Dataset excerpts>
================

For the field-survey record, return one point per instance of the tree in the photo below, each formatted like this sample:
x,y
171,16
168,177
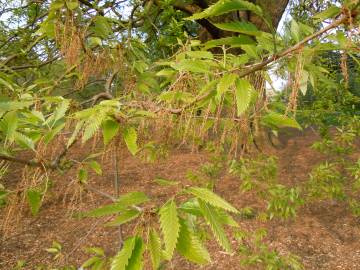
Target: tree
x,y
126,72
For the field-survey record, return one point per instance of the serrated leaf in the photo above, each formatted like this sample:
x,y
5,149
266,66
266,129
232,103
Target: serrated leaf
x,y
169,223
211,198
109,129
243,92
276,120
74,135
214,222
225,6
136,259
190,246
239,27
154,247
102,27
121,260
124,217
34,199
130,138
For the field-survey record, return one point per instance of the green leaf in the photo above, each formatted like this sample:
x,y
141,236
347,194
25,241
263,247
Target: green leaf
x,y
109,128
34,199
121,260
55,5
200,54
73,137
225,6
24,141
211,198
14,105
225,83
10,123
102,27
276,120
190,246
191,207
6,84
50,135
295,30
214,221
60,112
243,94
136,262
196,66
239,27
130,137
154,247
124,217
169,223
303,82
95,166
92,126
331,12
72,4
231,41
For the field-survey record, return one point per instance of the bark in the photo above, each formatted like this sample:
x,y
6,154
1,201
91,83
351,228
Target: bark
x,y
272,9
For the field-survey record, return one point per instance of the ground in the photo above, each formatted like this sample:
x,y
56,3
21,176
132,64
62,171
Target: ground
x,y
324,235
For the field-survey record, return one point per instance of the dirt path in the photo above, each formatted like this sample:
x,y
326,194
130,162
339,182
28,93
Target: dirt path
x,y
324,236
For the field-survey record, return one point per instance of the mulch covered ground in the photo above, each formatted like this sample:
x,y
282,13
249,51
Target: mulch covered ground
x,y
324,235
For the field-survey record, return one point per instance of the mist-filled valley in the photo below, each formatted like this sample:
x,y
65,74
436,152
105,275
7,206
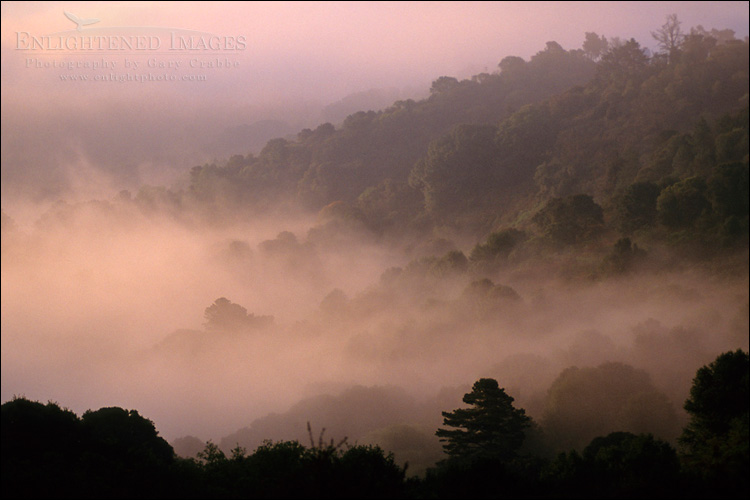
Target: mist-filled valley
x,y
573,226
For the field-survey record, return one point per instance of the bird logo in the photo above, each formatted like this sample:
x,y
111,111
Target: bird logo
x,y
79,22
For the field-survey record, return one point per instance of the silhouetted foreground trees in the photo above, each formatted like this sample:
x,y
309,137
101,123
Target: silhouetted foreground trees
x,y
48,451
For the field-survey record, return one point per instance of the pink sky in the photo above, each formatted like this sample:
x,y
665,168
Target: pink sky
x,y
325,50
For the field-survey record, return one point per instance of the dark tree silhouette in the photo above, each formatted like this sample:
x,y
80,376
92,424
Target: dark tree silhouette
x,y
716,438
492,429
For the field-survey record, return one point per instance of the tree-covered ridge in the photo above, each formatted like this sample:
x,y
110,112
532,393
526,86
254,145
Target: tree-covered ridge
x,y
482,154
115,453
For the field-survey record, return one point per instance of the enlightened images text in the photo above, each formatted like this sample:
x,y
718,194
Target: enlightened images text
x,y
27,41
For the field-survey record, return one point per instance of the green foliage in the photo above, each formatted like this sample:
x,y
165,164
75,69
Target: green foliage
x,y
498,245
623,258
583,403
618,465
680,205
490,429
225,316
636,208
570,220
716,438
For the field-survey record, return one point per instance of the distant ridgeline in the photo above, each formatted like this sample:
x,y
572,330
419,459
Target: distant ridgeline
x,y
48,451
569,146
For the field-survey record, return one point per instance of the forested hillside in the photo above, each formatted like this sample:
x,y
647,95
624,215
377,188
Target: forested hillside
x,y
569,233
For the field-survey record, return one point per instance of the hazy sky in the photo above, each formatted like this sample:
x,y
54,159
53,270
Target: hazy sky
x,y
85,303
324,50
298,57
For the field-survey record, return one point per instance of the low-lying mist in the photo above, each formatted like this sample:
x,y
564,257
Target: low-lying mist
x,y
208,330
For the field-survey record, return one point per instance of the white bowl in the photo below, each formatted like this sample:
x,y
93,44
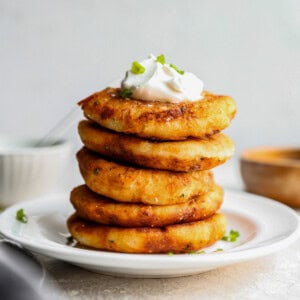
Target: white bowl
x,y
28,171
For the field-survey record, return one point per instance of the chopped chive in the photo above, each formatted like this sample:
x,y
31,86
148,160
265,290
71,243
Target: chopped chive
x,y
161,59
181,72
125,93
137,68
20,216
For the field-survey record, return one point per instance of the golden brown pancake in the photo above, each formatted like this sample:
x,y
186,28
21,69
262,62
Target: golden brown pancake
x,y
179,238
187,155
134,184
159,120
100,209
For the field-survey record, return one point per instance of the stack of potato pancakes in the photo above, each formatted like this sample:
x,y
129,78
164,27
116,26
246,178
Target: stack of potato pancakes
x,y
146,166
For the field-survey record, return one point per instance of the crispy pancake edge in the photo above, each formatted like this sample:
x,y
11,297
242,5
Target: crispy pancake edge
x,y
160,120
181,156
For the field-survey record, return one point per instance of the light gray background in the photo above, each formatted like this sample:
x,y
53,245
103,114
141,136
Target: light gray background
x,y
54,53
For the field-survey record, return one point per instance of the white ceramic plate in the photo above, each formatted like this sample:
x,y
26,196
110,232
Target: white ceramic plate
x,y
265,226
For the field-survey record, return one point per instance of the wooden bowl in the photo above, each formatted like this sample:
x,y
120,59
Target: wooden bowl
x,y
273,172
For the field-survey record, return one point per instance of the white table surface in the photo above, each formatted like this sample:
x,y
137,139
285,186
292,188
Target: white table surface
x,y
276,276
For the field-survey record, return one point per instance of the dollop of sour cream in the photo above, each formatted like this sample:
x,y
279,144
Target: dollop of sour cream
x,y
162,82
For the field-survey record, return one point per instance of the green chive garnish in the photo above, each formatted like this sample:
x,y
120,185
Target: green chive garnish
x,y
181,72
126,93
232,237
161,59
137,68
21,217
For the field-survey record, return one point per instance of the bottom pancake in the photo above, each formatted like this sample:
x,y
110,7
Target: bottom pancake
x,y
100,209
179,238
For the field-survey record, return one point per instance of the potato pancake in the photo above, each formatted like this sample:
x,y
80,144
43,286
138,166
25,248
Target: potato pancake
x,y
160,120
134,184
187,155
100,209
178,238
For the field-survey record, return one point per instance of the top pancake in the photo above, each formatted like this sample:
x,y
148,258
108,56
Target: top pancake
x,y
160,120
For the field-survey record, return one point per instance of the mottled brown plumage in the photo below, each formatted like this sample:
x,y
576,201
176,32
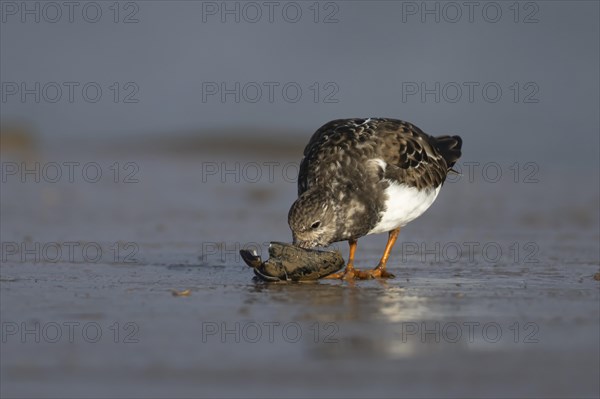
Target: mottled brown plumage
x,y
352,167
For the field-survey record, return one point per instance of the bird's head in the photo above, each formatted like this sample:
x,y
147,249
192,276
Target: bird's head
x,y
312,219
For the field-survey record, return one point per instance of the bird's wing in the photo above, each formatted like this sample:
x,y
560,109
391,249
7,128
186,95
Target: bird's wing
x,y
411,155
383,149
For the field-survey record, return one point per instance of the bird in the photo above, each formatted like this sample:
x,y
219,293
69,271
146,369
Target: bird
x,y
364,176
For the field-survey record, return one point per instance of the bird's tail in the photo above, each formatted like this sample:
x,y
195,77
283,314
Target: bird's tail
x,y
449,147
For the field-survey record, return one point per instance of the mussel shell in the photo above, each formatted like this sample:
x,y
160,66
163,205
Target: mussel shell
x,y
288,262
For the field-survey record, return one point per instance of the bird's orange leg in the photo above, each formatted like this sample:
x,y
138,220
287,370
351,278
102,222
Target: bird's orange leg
x,y
350,273
379,271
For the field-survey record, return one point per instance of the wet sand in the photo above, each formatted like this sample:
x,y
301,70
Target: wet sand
x,y
494,294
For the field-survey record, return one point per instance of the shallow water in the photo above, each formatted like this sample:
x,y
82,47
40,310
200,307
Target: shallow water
x,y
494,292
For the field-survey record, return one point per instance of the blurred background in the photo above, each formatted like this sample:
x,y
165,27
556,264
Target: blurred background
x,y
144,143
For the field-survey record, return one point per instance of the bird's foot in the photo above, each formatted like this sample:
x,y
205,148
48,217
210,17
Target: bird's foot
x,y
350,274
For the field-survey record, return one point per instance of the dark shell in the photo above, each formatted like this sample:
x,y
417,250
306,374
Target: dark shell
x,y
288,262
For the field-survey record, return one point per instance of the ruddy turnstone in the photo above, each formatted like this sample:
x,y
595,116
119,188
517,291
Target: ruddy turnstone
x,y
367,176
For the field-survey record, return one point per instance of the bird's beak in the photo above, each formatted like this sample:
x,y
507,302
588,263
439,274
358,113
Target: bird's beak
x,y
302,244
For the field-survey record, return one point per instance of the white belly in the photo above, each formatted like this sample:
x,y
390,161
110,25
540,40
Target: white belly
x,y
403,204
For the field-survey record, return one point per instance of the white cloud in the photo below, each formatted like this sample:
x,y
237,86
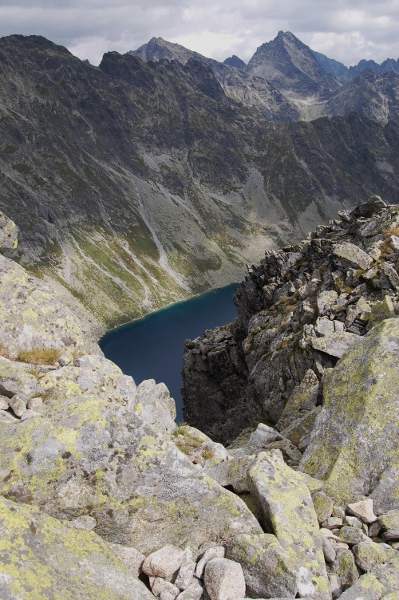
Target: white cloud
x,y
345,31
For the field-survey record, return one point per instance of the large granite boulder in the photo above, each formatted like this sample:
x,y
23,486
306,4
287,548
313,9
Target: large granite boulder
x,y
42,557
353,446
93,450
33,317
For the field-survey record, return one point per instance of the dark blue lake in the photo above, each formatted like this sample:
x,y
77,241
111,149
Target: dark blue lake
x,y
153,347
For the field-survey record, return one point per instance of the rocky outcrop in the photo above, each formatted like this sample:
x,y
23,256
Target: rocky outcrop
x,y
313,351
298,312
39,552
103,495
165,178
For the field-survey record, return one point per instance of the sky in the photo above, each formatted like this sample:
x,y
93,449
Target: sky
x,y
347,31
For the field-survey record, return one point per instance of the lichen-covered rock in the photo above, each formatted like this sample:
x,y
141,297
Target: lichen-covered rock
x,y
363,509
93,453
323,505
266,569
224,579
368,555
375,585
335,344
303,397
8,233
164,562
352,254
34,317
345,567
287,509
38,554
353,445
390,525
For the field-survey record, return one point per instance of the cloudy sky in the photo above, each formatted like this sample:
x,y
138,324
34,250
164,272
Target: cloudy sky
x,y
344,30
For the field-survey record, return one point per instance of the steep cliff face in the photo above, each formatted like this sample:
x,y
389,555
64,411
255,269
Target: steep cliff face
x,y
286,81
298,311
103,496
149,182
291,65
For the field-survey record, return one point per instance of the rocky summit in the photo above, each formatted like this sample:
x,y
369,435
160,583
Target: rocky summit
x,y
103,495
141,181
159,175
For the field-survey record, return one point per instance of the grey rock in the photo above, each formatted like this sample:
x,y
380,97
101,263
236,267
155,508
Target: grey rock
x,y
8,233
185,575
50,546
224,579
368,555
328,550
353,255
389,522
164,562
193,592
162,589
351,535
346,433
363,509
210,554
336,344
18,405
131,558
345,567
266,569
287,509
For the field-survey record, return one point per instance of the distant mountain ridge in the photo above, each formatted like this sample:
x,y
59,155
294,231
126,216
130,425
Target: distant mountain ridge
x,y
287,81
136,184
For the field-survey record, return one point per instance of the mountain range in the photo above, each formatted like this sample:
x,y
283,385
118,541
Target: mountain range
x,y
160,173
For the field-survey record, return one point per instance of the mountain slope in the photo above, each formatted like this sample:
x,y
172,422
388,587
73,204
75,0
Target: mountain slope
x,y
370,95
136,184
292,67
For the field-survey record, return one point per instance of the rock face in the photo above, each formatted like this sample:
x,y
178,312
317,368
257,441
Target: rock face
x,y
291,65
37,552
298,312
317,357
99,487
166,178
358,421
285,81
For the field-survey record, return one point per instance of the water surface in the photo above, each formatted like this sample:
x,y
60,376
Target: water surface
x,y
153,347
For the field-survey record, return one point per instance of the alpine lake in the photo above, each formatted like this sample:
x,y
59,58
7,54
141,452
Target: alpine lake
x,y
153,347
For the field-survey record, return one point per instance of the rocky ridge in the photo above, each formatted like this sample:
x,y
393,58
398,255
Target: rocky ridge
x,y
96,474
157,180
286,81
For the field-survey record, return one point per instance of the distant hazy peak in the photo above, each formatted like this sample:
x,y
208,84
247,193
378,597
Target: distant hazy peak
x,y
234,61
158,48
291,65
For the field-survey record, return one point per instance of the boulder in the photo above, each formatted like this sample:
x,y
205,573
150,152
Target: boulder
x,y
8,233
369,555
287,510
363,509
375,585
93,453
353,444
164,562
41,557
335,344
34,317
224,579
266,568
353,255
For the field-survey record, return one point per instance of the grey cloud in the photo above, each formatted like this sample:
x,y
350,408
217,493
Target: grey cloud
x,y
346,32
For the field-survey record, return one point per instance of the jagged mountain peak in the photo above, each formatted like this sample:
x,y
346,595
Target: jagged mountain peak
x,y
158,48
234,61
291,65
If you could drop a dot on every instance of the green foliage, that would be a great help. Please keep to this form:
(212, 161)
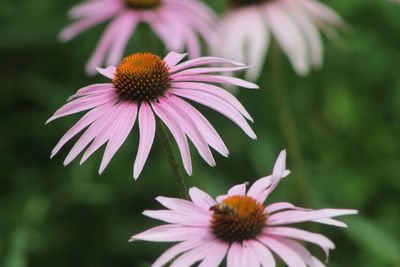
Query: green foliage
(347, 115)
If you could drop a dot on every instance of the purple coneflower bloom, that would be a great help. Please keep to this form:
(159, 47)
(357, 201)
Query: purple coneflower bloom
(144, 86)
(238, 226)
(177, 23)
(246, 29)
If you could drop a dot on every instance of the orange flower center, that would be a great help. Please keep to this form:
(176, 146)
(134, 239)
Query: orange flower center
(142, 4)
(238, 218)
(141, 77)
(241, 3)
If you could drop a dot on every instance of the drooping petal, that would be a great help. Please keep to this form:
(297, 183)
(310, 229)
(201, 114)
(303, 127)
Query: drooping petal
(201, 198)
(291, 258)
(215, 79)
(219, 106)
(174, 251)
(215, 256)
(296, 216)
(303, 235)
(208, 132)
(171, 233)
(120, 134)
(195, 255)
(85, 121)
(190, 129)
(263, 254)
(147, 129)
(188, 219)
(303, 253)
(173, 58)
(203, 61)
(178, 134)
(233, 259)
(108, 72)
(288, 37)
(218, 92)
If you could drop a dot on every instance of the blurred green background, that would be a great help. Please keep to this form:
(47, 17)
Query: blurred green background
(347, 116)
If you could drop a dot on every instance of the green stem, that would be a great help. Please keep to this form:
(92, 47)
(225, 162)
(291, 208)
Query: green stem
(165, 140)
(288, 124)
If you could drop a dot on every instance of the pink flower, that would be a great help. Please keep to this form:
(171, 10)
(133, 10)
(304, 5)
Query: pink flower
(239, 227)
(245, 32)
(144, 86)
(177, 23)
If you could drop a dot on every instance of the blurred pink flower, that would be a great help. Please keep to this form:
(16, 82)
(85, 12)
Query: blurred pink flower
(177, 23)
(245, 32)
(238, 226)
(144, 85)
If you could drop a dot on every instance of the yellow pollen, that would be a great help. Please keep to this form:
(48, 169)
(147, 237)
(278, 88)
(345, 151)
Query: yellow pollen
(142, 4)
(141, 77)
(238, 218)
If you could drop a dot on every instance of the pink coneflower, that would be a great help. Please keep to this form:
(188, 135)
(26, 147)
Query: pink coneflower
(239, 227)
(177, 23)
(245, 32)
(144, 85)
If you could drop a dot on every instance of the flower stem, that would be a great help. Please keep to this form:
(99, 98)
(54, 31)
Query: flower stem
(165, 140)
(288, 124)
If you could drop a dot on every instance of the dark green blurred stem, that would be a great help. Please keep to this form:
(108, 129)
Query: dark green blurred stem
(179, 180)
(288, 124)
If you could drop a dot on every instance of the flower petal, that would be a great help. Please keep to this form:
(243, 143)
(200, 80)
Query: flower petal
(147, 128)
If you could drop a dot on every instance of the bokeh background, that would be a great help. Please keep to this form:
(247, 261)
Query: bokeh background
(347, 116)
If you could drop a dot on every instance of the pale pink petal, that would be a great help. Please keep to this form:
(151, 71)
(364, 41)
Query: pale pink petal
(310, 32)
(82, 104)
(173, 58)
(104, 133)
(288, 37)
(187, 219)
(233, 259)
(85, 121)
(218, 92)
(203, 61)
(195, 255)
(171, 233)
(178, 134)
(203, 125)
(195, 71)
(121, 40)
(180, 205)
(201, 198)
(301, 252)
(251, 258)
(190, 129)
(147, 128)
(218, 105)
(291, 258)
(89, 135)
(120, 134)
(278, 206)
(174, 251)
(108, 72)
(303, 235)
(238, 190)
(94, 89)
(215, 79)
(258, 46)
(216, 256)
(259, 186)
(263, 254)
(289, 217)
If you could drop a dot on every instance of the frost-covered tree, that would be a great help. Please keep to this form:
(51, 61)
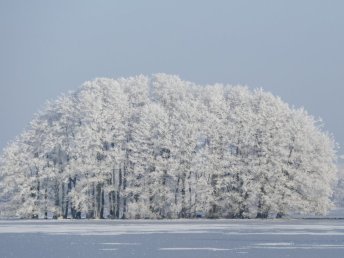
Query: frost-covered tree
(160, 147)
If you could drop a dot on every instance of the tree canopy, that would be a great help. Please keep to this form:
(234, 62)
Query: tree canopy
(160, 147)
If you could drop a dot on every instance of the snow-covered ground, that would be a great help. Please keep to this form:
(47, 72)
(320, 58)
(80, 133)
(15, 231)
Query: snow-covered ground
(179, 238)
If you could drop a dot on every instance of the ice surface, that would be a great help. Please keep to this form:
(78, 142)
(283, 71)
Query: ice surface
(179, 238)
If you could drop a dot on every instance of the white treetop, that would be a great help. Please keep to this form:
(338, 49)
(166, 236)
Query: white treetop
(160, 147)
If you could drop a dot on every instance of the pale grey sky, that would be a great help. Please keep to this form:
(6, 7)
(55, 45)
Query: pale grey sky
(292, 48)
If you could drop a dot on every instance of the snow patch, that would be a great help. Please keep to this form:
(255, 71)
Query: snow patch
(194, 248)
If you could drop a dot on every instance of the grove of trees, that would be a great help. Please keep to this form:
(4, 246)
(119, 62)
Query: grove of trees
(159, 147)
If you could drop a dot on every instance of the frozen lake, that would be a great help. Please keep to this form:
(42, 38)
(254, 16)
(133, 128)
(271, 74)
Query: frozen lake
(178, 238)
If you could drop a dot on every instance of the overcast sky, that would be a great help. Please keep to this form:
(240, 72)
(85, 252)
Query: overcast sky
(294, 49)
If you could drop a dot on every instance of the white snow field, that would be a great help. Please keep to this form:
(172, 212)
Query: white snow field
(172, 238)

================

Among the lines of the material above, find those with the word "below". Copy each one.

Task output>
For the field-survey record, return one point per instance of the tree in the photo below, each formatted like this sample:
For the field-survey record, return one point per instance of the mist-filled valley in the photo below, each formatted like this sample:
For the field-survey record, return one point per instance of the white bowl in the photo below, each formatted like this sample:
For the field-survey record, return one point per instance of the mottled brown plumage in the photo below, each formatted like this sample:
For the field-survey record, return one point per instance of the white cloud in the photo below, each formatted like this sample:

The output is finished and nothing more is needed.